連載:第25回 慣習に囚われない 改革の舞台裏
賃上げは絶対条件。地方中小を次々と健全化する社長。伸びしろの見極め基準が興味深い
「賃上げできない中小企業は人を採用できないし、いずれ潰れます」「もはや目先の利益より賃上げが先」と強烈な危機感を語るのは、福島の老舗ゼネコン・株式会社小野工業所を中心とするTAKUMINOグループの小野晃良社長。同社は自社の事業運営の安定化を目指してパートナー企業のM&Aを行ったことをきっかけに、建設業界における中小企業の非効率に気づきます。「自社では当たり前の、あることをやっていない…」。M&A後、そこを起点に組織改革を進めることで、次々と収益改善・賃上げ・働き方改革を実現し、事業規模を拡大しています。小野社長の気づきとは何か?今、中小企業の経営者に必要な覚悟とは何か?を聞きました。

● ● ● ● ●

**課題**
提示文をもとに、次の問いに答えよ。
1. この記事は連載の第何回か。
2. 小野晃良社長が率いるグループの名称は何か。
3. 小野工業所がパートナー企業のM&Aを行った目的は何か。

**データ**
● ● ● ● ●

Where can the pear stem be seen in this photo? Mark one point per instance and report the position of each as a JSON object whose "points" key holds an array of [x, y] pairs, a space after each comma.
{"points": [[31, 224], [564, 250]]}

● ● ● ● ●

**解答**
1. 第25回
2. TAKUMINOグループ
3. 自社の事業運営の安定化